(Beginning of Supplied passage)
Handling Long Contexts

Claude 3.5 Sonnet supports up to 200,000 tokens. To put that in perspective, that's over 400 pages of text. While this opens up massive RAG possibilities, it also presents new challenges.

When to Use Long Context RAG

Legal Discovery: Loading 50 contracts into a single prompt for cross-comparison.
Deep Code Analysis: Ingesting an entire repository to find a bug.
Historical Summarization: Analyzing a decade of quarterly reports in one go.

Operational Challenges

1. Latency

A 100k token prompt can take 20-30 seconds to process (Time to First Token). This makes it unsuitable for "Interactive Chat" but perfect for "Analytical Reports."

2. Context Caching (Critical)

Anthropic's Prompt Caching allows you to "save" the first 100k tokens of a prompt and only pay/wait for the new additions.

Setup: Mark the context block with a cache_control flag.
(End of Supplied passage)
__Activity list__.
1: Reproduce the portion of the passage on handling long contexts, starting with "2. Context Caching" and going on through "a cache_control flag.".
2: For each statement, say whether it agrees with the passage on handling long contexts, answering yes or no and quoting the words of the passage that decide it.
(a) Claude 3.5 Sonnet supports up to 200,000 tokens.
(b) A 100k token prompt takes under 10 seconds to reach the first token.
(c) Setting up caching involves marking the context block with a cache_control flag.
Nothing in the records is needed here.
(Beginning of Exercise data)
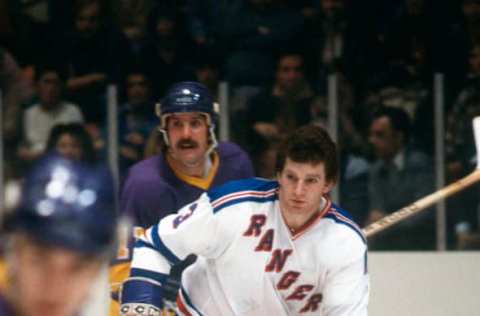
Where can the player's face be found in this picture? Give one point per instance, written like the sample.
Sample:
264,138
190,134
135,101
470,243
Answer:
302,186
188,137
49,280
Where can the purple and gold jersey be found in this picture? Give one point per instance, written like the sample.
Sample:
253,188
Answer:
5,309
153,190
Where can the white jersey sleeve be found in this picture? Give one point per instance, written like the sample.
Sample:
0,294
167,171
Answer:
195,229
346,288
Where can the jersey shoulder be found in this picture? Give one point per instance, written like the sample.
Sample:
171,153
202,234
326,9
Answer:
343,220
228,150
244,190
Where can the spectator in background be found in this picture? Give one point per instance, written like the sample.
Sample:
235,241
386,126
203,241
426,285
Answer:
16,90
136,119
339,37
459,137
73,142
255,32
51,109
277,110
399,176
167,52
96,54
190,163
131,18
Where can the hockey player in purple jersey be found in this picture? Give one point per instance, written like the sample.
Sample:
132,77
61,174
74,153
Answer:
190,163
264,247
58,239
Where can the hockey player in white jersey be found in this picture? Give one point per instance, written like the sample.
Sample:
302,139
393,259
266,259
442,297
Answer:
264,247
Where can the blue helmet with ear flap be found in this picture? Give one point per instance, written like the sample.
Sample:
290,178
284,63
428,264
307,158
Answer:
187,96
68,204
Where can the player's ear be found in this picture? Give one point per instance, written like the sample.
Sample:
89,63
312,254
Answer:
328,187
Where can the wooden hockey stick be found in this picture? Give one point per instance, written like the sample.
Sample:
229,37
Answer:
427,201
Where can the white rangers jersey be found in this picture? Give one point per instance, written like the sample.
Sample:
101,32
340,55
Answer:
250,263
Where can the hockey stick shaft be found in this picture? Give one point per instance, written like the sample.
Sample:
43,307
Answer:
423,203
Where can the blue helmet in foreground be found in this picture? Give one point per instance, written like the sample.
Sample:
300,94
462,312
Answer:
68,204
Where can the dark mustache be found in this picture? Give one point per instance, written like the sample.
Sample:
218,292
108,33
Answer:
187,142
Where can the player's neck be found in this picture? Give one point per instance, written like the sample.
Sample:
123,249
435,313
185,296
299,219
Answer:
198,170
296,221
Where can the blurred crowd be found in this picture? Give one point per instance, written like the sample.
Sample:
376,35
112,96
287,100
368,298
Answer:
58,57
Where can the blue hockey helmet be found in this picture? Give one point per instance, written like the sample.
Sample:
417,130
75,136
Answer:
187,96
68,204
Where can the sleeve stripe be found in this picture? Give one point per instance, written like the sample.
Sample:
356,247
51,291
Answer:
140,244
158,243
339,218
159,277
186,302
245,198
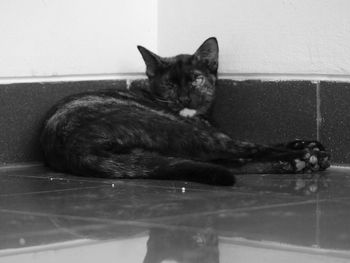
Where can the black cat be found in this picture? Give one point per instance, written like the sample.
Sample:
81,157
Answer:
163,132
(End of Exercise data)
(Beginning of Exercise data)
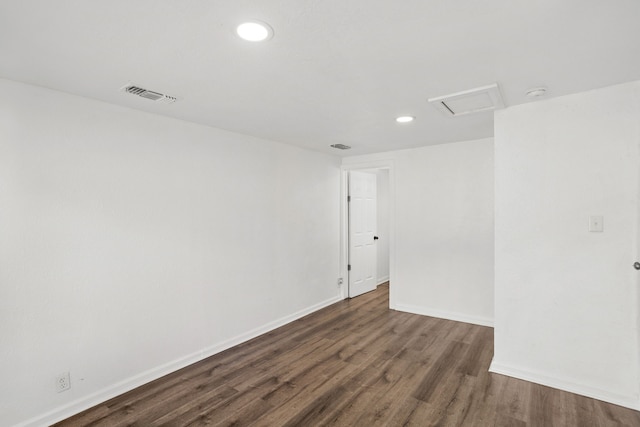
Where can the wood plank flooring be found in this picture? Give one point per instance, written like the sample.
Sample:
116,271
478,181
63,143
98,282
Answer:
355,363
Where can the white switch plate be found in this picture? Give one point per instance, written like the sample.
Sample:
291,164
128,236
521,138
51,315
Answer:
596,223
(End of Exercise data)
__Responses by item number__.
1:
2. Context Caching (Critical)

Anthropic's Prompt Caching allows you to "save" the first 100k tokens of a prompt and only pay/wait for the new additions.

Setup: Mark the context block with a cache_control flag.

2:
(a) Yes: "Claude 3.5 Sonnet supports up to 200,000 tokens."
(b) No: "A 100k token prompt can take 20-30 seconds to process"
(c) Yes: "Mark the context block with a cache_control flag."